**What you need to do:** Restate the full listing word for word and leave the pictures out.

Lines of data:
━━━━━━━━━━━━━━━━
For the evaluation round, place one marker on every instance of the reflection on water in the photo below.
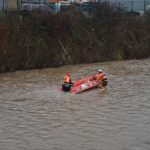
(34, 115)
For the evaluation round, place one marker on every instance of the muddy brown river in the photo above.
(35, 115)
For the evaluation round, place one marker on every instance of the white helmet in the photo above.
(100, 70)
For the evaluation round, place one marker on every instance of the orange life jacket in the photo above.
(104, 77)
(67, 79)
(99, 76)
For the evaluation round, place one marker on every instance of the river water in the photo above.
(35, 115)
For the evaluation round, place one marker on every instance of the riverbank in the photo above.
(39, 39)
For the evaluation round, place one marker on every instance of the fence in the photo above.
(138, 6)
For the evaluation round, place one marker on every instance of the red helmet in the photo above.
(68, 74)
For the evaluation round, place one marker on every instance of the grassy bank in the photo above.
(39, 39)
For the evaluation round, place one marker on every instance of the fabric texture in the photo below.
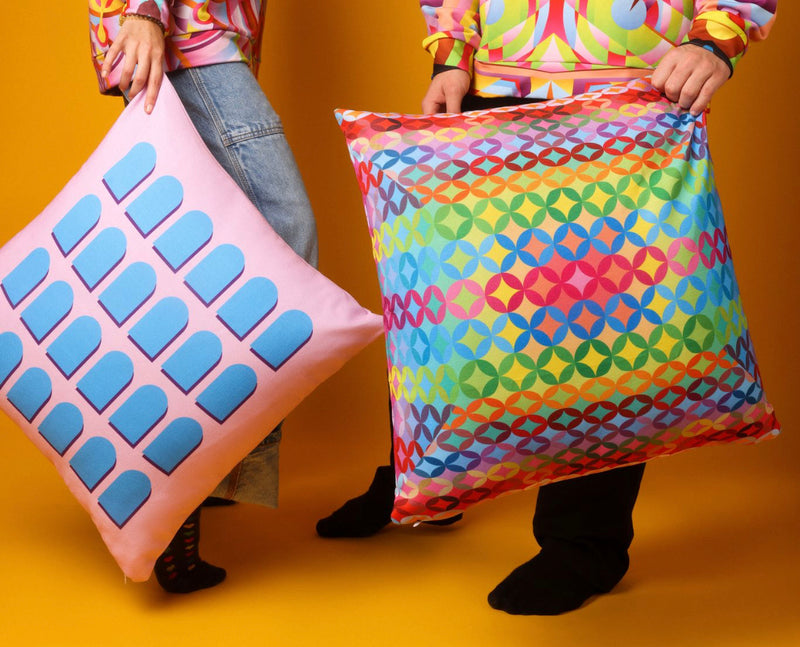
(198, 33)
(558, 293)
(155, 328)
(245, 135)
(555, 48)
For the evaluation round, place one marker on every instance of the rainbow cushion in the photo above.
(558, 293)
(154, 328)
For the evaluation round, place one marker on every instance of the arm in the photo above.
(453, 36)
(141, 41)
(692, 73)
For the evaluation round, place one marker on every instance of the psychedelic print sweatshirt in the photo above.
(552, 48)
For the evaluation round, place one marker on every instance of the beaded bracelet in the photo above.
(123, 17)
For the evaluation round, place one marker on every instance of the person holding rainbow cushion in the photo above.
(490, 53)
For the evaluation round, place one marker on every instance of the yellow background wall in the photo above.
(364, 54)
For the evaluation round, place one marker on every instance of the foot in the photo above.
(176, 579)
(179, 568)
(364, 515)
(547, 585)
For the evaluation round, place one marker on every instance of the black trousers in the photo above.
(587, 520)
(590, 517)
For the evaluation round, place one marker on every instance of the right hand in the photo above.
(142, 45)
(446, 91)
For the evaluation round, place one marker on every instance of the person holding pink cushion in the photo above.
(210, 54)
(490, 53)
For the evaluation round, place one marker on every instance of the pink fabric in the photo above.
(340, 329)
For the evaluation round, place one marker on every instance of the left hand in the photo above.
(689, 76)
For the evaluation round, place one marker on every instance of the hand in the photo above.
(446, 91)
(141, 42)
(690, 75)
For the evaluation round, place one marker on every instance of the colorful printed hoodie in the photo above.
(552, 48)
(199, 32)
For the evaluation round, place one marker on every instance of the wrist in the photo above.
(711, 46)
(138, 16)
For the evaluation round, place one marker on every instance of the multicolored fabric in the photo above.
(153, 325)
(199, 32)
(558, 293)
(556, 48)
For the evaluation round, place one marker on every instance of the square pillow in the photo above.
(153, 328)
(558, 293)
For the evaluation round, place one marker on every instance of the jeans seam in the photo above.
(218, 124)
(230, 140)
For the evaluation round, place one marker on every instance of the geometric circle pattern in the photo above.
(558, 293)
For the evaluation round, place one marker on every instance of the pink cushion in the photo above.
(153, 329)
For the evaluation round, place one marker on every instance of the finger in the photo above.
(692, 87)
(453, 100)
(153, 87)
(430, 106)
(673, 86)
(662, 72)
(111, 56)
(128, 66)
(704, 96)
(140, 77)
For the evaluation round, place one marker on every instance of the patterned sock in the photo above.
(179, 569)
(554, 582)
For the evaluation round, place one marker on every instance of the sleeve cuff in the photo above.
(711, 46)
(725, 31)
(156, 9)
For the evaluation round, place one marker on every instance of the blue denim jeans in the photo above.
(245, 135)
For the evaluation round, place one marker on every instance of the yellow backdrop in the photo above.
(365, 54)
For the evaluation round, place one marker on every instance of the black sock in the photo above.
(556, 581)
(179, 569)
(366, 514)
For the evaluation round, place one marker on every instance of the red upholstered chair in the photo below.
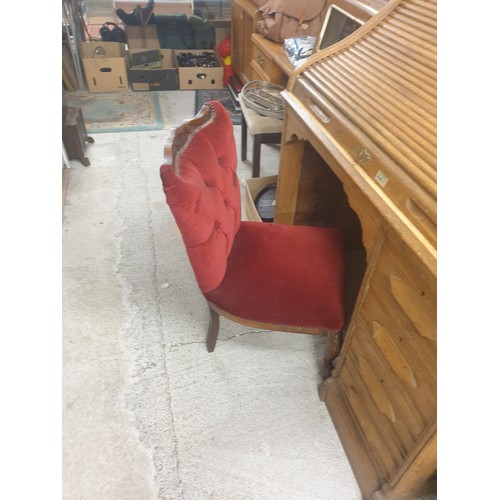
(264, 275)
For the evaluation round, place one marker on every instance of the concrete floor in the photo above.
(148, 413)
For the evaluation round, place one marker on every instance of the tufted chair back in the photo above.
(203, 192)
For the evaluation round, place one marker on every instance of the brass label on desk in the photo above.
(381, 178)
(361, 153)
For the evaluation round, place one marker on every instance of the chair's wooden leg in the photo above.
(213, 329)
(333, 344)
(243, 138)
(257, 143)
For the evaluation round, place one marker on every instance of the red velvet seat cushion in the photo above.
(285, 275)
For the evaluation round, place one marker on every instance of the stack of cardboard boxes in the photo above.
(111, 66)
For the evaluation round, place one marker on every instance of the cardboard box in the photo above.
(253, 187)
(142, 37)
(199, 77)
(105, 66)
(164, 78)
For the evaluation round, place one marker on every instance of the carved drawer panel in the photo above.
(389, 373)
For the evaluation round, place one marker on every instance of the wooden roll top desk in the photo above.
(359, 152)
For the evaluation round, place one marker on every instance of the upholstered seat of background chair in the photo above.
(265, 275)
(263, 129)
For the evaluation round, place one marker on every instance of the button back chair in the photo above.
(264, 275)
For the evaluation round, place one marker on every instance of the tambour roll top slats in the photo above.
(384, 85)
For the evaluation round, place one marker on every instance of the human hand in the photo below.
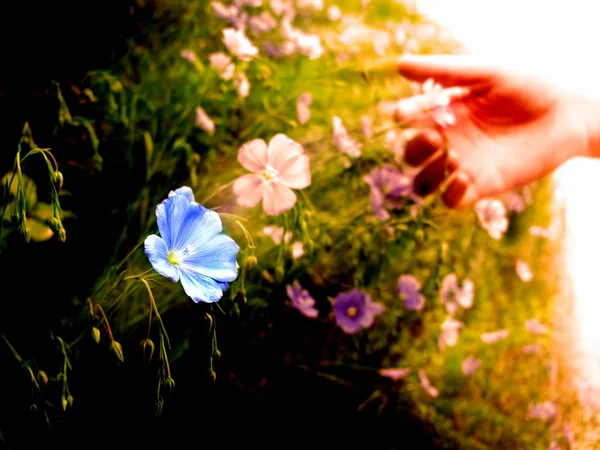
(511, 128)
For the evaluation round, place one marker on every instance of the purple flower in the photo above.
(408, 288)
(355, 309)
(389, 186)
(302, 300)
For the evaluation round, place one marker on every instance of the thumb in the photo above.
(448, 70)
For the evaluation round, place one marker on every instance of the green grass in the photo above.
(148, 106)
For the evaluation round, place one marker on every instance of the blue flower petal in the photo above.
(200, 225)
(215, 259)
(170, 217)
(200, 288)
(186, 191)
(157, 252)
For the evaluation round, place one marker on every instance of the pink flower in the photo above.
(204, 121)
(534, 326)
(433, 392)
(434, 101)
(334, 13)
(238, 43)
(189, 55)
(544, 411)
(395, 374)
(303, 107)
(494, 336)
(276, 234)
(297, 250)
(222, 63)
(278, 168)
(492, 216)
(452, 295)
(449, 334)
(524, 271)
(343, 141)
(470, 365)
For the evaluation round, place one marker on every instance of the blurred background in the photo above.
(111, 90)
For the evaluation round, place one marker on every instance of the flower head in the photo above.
━━━━━━━━━━━━━━━━
**Answer to this problem:**
For the evaluation round, place one marker on every instance of the reflection on water in the photo below.
(34, 115)
For the evaluation round, place one marker on every instance of the muddy brown river in the photo above.
(35, 115)
For the evaluation round, place one marker on every instance of the white helmet in the photo above.
(100, 70)
For the evaluation round, place one marker on every instance of the orange life jacket in the photo above.
(104, 77)
(67, 79)
(99, 76)
For the evaluation round, place one marker on every instance of the river water in the photo above.
(35, 115)
For the evaluation round, place one marker on every instance of the riverbank in the photo above.
(39, 39)
For the evaluation round, place one marker on every instance of the fence in the photo above.
(138, 6)
For the evaluation round, place one marker on every instance of the red helmet in the photo above.
(68, 74)
For the evaluation round, place one marker on every instance of the grassy bank in the photo above.
(39, 39)
For the evaluation round, place one marker on every instance of the fabric texture in the photo below.
(198, 33)
(558, 293)
(155, 328)
(245, 135)
(555, 48)
For the evaluation round, place one marker on every instance of the rainbow cushion in the photo above.
(558, 293)
(154, 328)
For the evaluation round, place one marker on every instance of the arm in the photo above.
(453, 36)
(141, 41)
(692, 73)
For the evaluation round, place one marker on every instance of the psychedelic print sweatshirt in the photo above.
(552, 48)
For the evaluation round, place one marker on every instance of the beaded bracelet in the photo above.
(123, 17)
For the evaluation round, place one marker on every instance of the person holding rainbow cushion in the photo above.
(490, 53)
For the evaluation round, place one marker on every instance of the yellow background wall in the photo above.
(364, 54)
For the evaluation round, place one marker on every instance of the foot in the photo above.
(176, 579)
(179, 568)
(364, 515)
(547, 585)
For the evaluation round, place one marker on every instance of the black trousers in the photo above.
(587, 520)
(590, 517)
For the evaluation round, place one marker on every instance of the right hand in the photo above.
(142, 45)
(446, 91)
For the evaluation round, place one marker on every instance of the person holding pink cushion in the photo above.
(210, 54)
(490, 53)
For the evaluation round, place one marker on every instance of the pink fabric in the photo above.
(340, 329)
For the evaluation round, place one marker on every instance of the left hand in the photo above.
(689, 76)
For the evaluation round, place one marker on every instance of the hand in the photo above.
(446, 91)
(141, 42)
(690, 75)
For the evaluation round, place one marker on every instance of the colorful printed hoodie in the photo above.
(552, 48)
(199, 32)
For the evaluation round, place one marker on every instance of the wrist in the photo above.
(711, 46)
(138, 16)
For the evaluation round, place one marker on every instance of the multicolored fabric in the photo above.
(153, 325)
(199, 32)
(558, 293)
(556, 48)
For the evaluation round, place one marker on every instance of the square pillow in the photo above.
(153, 328)
(558, 293)
For the evaluation round, place one marker on every instance of the jeans seam in the photo above.
(218, 124)
(230, 140)
For the evaluation round, place one marker on every instance of the geometric circle pattern in the photo above.
(558, 293)
For the evaluation round, place one marker on every instance of the pink cushion in the photo above.
(153, 329)
For the evaluation round, place one marker on every instance of the finger in the photo above.
(692, 87)
(453, 100)
(153, 87)
(430, 106)
(673, 86)
(662, 72)
(111, 56)
(128, 66)
(704, 96)
(140, 77)
For the evaluation round, place one marker on every instance of the patterned sock in the photo above.
(179, 569)
(554, 582)
For the evaluation round, place one marker on every instance of the sleeve cuff in the photo above.
(711, 46)
(725, 31)
(156, 9)
For the evaluation round, place one marker on every instance of the blue denim jeans in the photo above.
(245, 135)
For the evaluation round, place one marker on every instance of the yellow backdrop in the photo above.
(365, 54)
For the evaluation round, place one marker on every instance of the black sock in the photo above.
(556, 581)
(179, 569)
(366, 514)
For the evaluation round, place one marker on every instance of the red upholstered chair in the photo below.
(264, 275)
For the evaluation round, place one marker on every instance of the concrete floor in the photo above.
(148, 413)
For the evaluation round, place one marker on every instance of the tufted chair back in the photo above.
(203, 192)
For the evaluation round, place one marker on every instance of the brass label on desk in the photo above.
(381, 178)
(361, 153)
For the evaluation round, place one marker on every instance of the chair's wooden leg in the photo above.
(213, 329)
(333, 344)
(243, 138)
(257, 143)
For the evaluation round, place one marker on every instance of the red velvet seat cushion in the photo above.
(285, 275)
For the evaluation round, place one marker on every instance of the stack of cardboard boxes in the photo above.
(111, 66)
For the evaluation round, place one marker on every instance of the cardboard box in the photo above.
(253, 187)
(142, 37)
(199, 77)
(105, 66)
(164, 78)
For the evaluation round, place one marker on every instance of the carved drawer panel in the photo above.
(389, 373)
For the evaluation round, place one marker on every instance of the wooden roll top desk in the photo above.
(359, 152)
For the evaluation round, place one marker on every instance of the upholstered seat of background chair in the photo above.
(265, 275)
(263, 129)
For the evaluation round, place one marker on every instance of the button back chair in the photo above.
(264, 275)
For the evaluation round, place one marker on every instance of the tambour roll top slats in the photo above.
(384, 85)
For the evaluation round, place one marker on every instance of the human hand in the photo below.
(511, 128)
For the evaluation round, place one marker on every instance of the purple flower in the photo above.
(408, 288)
(355, 309)
(389, 186)
(302, 300)
For the evaluation round, place one marker on every instance of the thumb in the photo above.
(448, 70)
For the evaluation round, place one marker on every instance of the green grass in the photo above.
(148, 106)
For the evaluation round, place one marker on every instance of the blue flower petal in the photo above.
(200, 225)
(215, 259)
(170, 217)
(200, 288)
(186, 191)
(157, 252)
For the evaluation round, place one marker on every instance of the pink flower in the photo above.
(204, 121)
(534, 326)
(433, 392)
(434, 101)
(334, 13)
(238, 43)
(189, 55)
(544, 411)
(395, 374)
(303, 107)
(494, 336)
(276, 234)
(297, 250)
(222, 63)
(278, 168)
(492, 216)
(452, 295)
(449, 334)
(524, 271)
(343, 141)
(470, 365)
For the evaluation round, place one marker on every instance of the blurred background in the photo above.
(111, 90)
For the evaluation round, place one marker on every instance of the flower head in the photo above.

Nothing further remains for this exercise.